# Exercise
Please rewrite the items below with every "pixel coordinates" changed to "pixel location" and nothing else altered.

# Records for processing
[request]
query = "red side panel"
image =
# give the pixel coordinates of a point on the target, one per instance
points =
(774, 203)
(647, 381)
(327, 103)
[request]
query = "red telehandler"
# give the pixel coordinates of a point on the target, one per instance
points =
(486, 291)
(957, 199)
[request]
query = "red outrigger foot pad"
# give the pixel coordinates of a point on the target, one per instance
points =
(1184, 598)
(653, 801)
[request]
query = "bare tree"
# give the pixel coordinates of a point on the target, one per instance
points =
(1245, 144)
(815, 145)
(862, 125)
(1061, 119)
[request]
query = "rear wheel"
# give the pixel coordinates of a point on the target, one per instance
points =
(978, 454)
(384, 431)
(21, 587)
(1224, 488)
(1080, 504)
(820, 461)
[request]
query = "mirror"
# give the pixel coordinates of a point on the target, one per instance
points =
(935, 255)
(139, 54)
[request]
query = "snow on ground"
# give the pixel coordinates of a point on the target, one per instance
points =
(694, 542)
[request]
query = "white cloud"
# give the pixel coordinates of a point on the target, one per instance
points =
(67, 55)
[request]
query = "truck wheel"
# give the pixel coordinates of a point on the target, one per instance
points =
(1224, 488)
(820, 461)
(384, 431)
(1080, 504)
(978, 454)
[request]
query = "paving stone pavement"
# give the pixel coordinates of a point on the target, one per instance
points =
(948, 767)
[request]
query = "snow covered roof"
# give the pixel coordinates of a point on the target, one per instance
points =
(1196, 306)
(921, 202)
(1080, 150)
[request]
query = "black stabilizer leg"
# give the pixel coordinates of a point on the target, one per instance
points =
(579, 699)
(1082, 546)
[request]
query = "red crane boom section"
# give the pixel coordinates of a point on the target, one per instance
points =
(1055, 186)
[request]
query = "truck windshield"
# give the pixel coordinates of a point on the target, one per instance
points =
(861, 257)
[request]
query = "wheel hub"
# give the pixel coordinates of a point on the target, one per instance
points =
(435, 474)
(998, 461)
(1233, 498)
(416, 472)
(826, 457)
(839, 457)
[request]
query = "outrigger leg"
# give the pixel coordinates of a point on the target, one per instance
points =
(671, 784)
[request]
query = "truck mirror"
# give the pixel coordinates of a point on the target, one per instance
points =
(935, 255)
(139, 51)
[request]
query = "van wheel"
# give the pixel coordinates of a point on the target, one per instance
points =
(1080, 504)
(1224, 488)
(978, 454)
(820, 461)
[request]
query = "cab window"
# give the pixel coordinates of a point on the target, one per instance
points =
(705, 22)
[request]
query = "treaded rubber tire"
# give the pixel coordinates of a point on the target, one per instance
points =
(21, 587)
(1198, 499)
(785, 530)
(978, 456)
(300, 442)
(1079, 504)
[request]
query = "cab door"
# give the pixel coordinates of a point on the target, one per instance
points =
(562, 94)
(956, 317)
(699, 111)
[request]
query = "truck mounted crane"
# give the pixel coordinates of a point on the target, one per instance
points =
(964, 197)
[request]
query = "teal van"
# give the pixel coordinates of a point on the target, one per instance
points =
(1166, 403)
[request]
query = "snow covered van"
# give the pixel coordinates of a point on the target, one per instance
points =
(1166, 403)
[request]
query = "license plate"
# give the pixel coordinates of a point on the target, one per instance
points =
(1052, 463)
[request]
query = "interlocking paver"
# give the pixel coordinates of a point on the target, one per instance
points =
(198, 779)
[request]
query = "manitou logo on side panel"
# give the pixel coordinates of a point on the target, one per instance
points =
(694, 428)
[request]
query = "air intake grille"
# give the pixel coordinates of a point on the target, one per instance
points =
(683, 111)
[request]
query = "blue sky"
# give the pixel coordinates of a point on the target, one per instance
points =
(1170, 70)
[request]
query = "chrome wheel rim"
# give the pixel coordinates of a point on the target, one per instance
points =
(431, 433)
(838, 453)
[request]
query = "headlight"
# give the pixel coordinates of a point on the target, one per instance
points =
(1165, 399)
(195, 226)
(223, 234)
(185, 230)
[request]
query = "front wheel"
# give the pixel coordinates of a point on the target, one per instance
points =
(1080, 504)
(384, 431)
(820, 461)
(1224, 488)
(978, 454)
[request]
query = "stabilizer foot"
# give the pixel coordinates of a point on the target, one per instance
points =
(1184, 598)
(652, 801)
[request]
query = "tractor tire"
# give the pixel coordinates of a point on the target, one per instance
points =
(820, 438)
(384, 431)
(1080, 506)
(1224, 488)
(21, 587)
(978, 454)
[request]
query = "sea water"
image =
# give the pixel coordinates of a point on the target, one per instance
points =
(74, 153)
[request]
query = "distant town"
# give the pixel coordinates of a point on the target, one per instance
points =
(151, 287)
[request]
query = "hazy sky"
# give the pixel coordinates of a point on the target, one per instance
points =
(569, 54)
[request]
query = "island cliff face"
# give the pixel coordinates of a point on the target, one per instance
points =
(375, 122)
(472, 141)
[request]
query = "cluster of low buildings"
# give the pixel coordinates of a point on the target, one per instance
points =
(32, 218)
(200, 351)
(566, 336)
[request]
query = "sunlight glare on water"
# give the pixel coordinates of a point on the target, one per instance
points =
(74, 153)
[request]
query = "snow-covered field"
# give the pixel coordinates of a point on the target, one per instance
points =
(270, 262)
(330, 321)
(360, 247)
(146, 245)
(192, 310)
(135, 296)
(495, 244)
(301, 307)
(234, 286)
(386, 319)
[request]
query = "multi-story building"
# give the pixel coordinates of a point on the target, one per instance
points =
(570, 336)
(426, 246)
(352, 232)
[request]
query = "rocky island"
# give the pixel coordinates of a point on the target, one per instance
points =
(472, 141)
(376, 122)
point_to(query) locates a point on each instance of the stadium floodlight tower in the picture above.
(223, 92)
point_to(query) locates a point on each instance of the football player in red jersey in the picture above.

# Solution to this problem
[request]
query = "red side panel"
image =
# give the pixel location of a point on the target, one per instance
points =
(774, 203)
(647, 381)
(327, 103)
[request]
query = "red telehandler"
# give the pixel location of a point on the target, one per instance
points =
(486, 291)
(957, 199)
[request]
query = "red outrigger foot pad"
# give the pixel location of a point on the target, one per instance
points =
(1184, 598)
(653, 801)
[request]
query = "bare tree"
# give the pixel location of a point on the target, one per instance
points =
(1245, 144)
(815, 145)
(862, 125)
(1061, 119)
[request]
query = "rear wheel"
# give the pixel location of a point on the target, one per instance
points =
(978, 454)
(384, 431)
(21, 587)
(1224, 488)
(1080, 504)
(820, 461)
[request]
query = "mirror"
# give the pixel location of a point on the target, one per instance
points =
(935, 255)
(139, 54)
[request]
query = "snow on ground"
# give the pixel location of a point on the target, one per instance
points =
(694, 542)
[request]
query = "white cloud"
# give the pixel location of a point on the target, one per instance
points =
(67, 55)
[request]
query = "truck wheel"
# give the pixel location of a point on the target, one per instance
points =
(1224, 488)
(820, 461)
(384, 431)
(1080, 504)
(978, 454)
[request]
query = "paving stone pavement"
# give the pixel location of a point on the target, one per instance
points =
(948, 767)
[request]
query = "snow covered roof"
# give the pixel location of a point on the target, one per instance
points =
(1196, 306)
(921, 202)
(1080, 150)
[request]
query = "black stabilizer leg"
# give the pixel location of a point on the target, one per instance
points =
(579, 699)
(1082, 546)
[request]
query = "red crane boom section"
# give the pixel location of a point on the target, one per instance
points =
(1055, 186)
[request]
query = "truck windshield"
# give the pixel location of a point on the target, one per instance
points =
(861, 257)
[request]
query = "wheel hub"
# give the pixel location of a point on the target, one per instance
points =
(435, 474)
(998, 461)
(1233, 498)
(416, 472)
(826, 457)
(839, 457)
[request]
query = "outrigger leg"
# give the pixel location of a point on the target, one per instance
points =
(671, 784)
[request]
query = "truck mirror"
# give the pixel location of a point on the target, one per instance
points =
(935, 255)
(139, 51)
[request]
query = "van wheel"
# give the pixel location of a point on the target, one per instance
points =
(1080, 504)
(1224, 488)
(978, 454)
(820, 461)
[request]
query = "cab window"
# give the pixel location of a point on the target, one per instance
points =
(705, 22)
[request]
query = "treaded rubber tire"
# give the pixel location of a point on the target, one per instance
points =
(21, 587)
(1198, 499)
(785, 530)
(978, 456)
(300, 442)
(1079, 504)
[request]
query = "cab door"
# give the pixel location of a point on the target, one per instance
points =
(562, 94)
(956, 317)
(699, 111)
[request]
query = "truck mounted crane"
# give the pixel location of a point on the target, one per instance
points =
(964, 197)
[request]
query = "teal van"
# give the pixel location of a point on the target, one per instance
points =
(1166, 403)
[request]
query = "snow covered van"
# give the pixel location of a point on the target, one per instance
points =
(1166, 403)
[request]
query = "license plate"
# give the pixel location of a point on the target, one per instance
points =
(1052, 463)
[request]
query = "interlocking paver"
# give the pixel location of a point on the target, one per instance
points =
(198, 779)
[request]
query = "manitou logo on side panel"
# give the pixel location of a point on the target, one per instance
points =
(694, 428)
[request]
query = "air intake grille"
# give the pixel location of a point on the target, one per instance
points =
(683, 111)
[request]
query = "blue sky"
# give the pixel location of a point on the target, one per instance
points =
(1170, 70)
[request]
query = "chrome wheel rim"
# give the pixel location of a point on the target, one per instance
points =
(431, 433)
(838, 453)
[request]
query = "headlight"
# give the pixel location of a point on the target, one per instance
points =
(1165, 399)
(195, 226)
(223, 234)
(185, 230)
[request]
query = "front wheel"
# give the pixel location of a point on the target, one per instance
points =
(1080, 504)
(384, 431)
(820, 461)
(1224, 488)
(978, 454)
[request]
query = "stabilizer foot"
# give the pixel location of a point on the target, one per instance
points =
(1184, 598)
(652, 801)
[request]
query = "tractor tire"
# give the pixel location of a point on the target, one per instance
points =
(820, 438)
(384, 431)
(1080, 506)
(1224, 488)
(21, 587)
(978, 454)
[request]
query = "sea water"
image =
# give the pixel location of a point on the target, one per instance
points =
(74, 153)
[request]
query = "distant town"
# give the pixel location of a point on the target, one per instance
points =
(151, 287)
[request]
query = "hazy sky"
# give the pixel location of a point on the target, one per instance
points =
(569, 54)
[request]
query = "island cliff face"
# give the pixel location of a point on the target, one per instance
points =
(375, 122)
(472, 141)
[request]
query = "cluster of low buildings"
# give the pixel location of a point on the target, one per instance
points =
(32, 218)
(200, 351)
(566, 336)
[request]
query = "sunlight glare on water"
# give the pixel location of a point on the target, one per instance
points =
(74, 153)
[request]
query = "snow-covered field"
# give the pixel location of a point on the target, one per instance
points =
(270, 262)
(330, 321)
(360, 247)
(146, 245)
(192, 310)
(135, 296)
(495, 244)
(301, 307)
(234, 286)
(386, 319)
[request]
query = "multi-story building"
# give the pixel location of a point on the target, one per instance
points =
(570, 336)
(426, 246)
(352, 232)
[request]
query = "rocky island"
# give the pixel location of a point on the target, one per instance
points =
(472, 141)
(376, 122)
point_to(query) locates a point on each instance of the stadium floodlight tower in the picture above.
(223, 92)
point_to(query) locates a point on each instance of the football player in red jersey in the picture above.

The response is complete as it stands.